__Records shown__.
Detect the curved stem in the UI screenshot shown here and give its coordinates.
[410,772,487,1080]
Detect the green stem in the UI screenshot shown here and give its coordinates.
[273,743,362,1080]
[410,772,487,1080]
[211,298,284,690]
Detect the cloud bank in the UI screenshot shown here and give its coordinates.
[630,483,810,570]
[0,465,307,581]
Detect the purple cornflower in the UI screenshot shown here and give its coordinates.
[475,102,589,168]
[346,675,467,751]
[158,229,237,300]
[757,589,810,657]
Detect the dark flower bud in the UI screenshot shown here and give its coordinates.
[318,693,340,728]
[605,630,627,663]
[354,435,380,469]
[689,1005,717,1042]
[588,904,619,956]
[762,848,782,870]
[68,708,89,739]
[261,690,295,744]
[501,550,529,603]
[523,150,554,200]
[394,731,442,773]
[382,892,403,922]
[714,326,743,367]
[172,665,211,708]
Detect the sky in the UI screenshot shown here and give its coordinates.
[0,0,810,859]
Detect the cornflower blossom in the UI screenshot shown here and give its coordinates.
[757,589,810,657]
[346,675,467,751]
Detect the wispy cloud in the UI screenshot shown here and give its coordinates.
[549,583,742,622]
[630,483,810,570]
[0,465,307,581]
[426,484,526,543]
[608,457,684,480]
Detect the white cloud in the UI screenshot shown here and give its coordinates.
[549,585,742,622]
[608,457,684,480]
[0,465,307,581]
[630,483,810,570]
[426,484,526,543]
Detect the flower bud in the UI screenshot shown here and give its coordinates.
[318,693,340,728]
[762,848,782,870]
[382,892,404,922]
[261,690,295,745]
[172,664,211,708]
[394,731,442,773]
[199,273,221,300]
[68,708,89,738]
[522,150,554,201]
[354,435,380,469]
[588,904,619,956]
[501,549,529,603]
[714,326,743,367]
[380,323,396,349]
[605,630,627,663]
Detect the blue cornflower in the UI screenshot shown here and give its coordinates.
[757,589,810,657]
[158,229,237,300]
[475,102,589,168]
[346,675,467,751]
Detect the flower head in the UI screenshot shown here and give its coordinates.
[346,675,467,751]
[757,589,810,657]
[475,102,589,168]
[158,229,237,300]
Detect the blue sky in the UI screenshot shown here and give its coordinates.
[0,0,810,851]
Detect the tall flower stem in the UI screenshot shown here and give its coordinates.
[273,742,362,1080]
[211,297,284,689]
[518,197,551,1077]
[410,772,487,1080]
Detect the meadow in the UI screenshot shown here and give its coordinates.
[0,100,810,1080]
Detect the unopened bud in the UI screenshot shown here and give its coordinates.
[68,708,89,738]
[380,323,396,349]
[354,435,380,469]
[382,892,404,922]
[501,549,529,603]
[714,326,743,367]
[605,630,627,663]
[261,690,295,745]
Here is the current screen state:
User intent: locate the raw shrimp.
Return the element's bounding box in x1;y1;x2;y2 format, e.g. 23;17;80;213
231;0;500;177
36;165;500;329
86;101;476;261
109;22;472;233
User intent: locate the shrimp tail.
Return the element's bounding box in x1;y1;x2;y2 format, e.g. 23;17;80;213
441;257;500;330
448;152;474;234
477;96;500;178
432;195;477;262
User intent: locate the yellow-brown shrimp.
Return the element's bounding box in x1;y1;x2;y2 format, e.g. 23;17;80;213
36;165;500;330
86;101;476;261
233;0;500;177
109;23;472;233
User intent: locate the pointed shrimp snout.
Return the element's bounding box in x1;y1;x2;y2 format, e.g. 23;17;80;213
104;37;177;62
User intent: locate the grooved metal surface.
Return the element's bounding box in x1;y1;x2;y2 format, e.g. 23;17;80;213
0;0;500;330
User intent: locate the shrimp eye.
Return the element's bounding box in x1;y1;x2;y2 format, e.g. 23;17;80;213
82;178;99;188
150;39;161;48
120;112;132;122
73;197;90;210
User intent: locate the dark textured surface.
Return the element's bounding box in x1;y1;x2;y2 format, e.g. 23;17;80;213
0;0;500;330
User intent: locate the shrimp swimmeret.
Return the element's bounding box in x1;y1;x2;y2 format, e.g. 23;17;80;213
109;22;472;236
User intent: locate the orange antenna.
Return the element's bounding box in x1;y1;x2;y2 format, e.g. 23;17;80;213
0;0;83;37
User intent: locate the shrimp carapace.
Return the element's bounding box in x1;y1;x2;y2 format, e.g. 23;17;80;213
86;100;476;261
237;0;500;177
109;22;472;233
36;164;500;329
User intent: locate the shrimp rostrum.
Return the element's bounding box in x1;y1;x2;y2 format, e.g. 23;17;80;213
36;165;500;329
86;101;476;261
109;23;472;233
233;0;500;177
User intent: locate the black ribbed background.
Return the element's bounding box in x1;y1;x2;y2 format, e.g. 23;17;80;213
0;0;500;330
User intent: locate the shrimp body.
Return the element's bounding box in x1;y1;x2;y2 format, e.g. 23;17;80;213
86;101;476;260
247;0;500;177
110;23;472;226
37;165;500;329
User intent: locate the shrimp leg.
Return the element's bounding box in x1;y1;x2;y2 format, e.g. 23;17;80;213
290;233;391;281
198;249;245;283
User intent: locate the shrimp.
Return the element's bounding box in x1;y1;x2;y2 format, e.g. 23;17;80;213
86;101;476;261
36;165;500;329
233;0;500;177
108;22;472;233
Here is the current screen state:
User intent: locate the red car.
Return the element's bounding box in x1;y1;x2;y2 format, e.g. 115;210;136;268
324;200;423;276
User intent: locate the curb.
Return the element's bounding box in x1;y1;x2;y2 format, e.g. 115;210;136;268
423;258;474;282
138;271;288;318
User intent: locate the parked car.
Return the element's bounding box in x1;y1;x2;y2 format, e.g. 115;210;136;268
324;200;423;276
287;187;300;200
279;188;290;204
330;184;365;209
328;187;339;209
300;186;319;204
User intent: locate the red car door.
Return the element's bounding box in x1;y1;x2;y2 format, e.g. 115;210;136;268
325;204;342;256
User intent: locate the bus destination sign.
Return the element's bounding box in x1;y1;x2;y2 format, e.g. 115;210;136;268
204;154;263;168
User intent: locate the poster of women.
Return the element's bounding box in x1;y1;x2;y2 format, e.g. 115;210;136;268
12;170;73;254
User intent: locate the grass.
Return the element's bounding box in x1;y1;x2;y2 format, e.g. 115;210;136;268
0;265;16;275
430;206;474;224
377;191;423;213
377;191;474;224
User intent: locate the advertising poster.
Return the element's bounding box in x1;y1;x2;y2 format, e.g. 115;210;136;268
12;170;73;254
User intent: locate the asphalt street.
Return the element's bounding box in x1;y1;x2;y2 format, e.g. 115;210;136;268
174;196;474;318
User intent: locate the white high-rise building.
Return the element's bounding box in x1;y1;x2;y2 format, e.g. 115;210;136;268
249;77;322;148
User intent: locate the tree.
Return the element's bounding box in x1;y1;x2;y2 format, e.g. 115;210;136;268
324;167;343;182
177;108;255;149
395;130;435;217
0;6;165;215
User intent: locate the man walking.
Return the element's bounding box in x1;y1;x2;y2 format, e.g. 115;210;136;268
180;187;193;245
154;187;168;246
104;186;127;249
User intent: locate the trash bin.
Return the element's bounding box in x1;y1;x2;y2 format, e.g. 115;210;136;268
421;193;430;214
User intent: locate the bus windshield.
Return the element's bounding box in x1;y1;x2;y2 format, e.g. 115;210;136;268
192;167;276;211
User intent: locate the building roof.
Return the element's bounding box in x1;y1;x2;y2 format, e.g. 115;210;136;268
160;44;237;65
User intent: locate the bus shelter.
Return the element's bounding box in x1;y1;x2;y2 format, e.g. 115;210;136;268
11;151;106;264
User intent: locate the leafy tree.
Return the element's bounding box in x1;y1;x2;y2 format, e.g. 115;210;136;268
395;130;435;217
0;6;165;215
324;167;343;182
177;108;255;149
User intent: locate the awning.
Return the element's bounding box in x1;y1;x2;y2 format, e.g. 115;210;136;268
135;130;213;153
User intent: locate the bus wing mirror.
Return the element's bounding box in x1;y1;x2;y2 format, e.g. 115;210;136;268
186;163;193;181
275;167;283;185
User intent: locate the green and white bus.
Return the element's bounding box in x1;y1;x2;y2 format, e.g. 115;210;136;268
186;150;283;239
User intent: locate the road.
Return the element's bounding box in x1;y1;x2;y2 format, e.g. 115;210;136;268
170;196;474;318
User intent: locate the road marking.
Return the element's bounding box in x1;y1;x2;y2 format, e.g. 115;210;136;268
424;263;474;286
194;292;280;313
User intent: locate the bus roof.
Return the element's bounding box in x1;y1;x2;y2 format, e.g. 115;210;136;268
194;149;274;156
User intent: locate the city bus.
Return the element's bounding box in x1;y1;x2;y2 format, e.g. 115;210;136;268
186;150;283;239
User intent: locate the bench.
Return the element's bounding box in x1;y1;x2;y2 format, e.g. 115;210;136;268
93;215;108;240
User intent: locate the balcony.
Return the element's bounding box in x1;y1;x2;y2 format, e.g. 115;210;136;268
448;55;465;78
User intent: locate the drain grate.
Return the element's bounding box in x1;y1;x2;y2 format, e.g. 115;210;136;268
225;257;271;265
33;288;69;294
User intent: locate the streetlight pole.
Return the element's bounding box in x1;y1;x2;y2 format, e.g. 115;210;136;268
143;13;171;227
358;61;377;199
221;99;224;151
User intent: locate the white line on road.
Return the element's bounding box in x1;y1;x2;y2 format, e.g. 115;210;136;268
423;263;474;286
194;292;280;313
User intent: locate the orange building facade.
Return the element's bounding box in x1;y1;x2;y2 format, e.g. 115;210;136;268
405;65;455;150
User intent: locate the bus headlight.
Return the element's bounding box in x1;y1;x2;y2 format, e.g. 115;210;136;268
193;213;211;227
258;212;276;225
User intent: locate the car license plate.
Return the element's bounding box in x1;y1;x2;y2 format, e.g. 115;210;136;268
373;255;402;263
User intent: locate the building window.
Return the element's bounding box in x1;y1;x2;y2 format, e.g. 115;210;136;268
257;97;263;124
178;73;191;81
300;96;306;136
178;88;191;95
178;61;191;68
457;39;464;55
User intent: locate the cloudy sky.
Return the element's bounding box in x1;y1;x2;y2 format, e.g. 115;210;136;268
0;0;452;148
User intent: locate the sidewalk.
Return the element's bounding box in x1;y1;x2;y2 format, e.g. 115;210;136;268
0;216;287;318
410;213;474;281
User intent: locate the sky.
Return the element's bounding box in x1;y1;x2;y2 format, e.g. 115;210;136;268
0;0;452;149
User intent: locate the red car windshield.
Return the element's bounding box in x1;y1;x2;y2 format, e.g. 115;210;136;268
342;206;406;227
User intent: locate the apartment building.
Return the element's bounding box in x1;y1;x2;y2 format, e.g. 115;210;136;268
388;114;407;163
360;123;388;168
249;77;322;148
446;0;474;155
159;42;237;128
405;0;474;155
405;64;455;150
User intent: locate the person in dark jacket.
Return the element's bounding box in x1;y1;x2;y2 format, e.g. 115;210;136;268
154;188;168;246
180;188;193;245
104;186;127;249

__Instructions to follow__.
Return the lines beginning at the one that contains "User intent: locate the sidewalk." and continuing through the last line of the data, exactly as they stand and without any others.

__Complete response__.
User intent: locate the sidewalk.
Return the element's bounding box in x1;y1;x2;y2 format, e.g. 115;210;136;268
0;216;287;318
410;213;474;281
User intent: locate the sky.
Return the element's bounding box in x1;y1;x2;y2 format, e.g. 115;210;136;268
0;0;452;149
User intent: locate the red car windshield.
Return the element's bounding box in x1;y1;x2;y2 format, e.g. 115;210;136;268
342;206;406;227
User intent: locate the apartment building.
Return the element's bounding box in x1;y1;x2;y2 format, e.g. 115;210;136;268
388;114;407;163
360;123;388;168
249;77;322;148
446;0;474;155
159;42;237;128
405;0;474;155
405;64;455;150
User intent: locate the person in dark jacket.
Return the element's bounding box in x1;y1;x2;y2 format, e.g. 115;210;136;268
154;188;168;246
180;188;193;245
104;186;127;249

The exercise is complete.